> _WHAT IS REQUIRED_: Format the listing below as a two-column CSV with the columns "prompt" and "mask", one row for each request: put the request text in "prompt" and its answer in "mask", each in a single quoted field with line breaks replaced by spaces.

-- Start --

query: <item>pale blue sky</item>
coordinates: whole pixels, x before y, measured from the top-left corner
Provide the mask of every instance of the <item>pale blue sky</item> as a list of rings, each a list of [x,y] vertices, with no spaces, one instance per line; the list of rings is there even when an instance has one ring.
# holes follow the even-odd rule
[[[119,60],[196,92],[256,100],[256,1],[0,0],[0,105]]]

-- End --

> _SOLUTION TO THE EXERCISE_:
prompt,mask
"query: <item>pale blue sky</item> coordinates: whole pixels, x before y, measured from the top-left corner Provide the mask of every instance of the <item>pale blue sky</item> as a list of rings, each a list of [x,y] vertices, with no spaces, one instance per line; the list of rings is there even when an instance has one ring. # holes follow the even-odd rule","[[[119,60],[196,92],[256,100],[256,1],[0,0],[0,105]]]"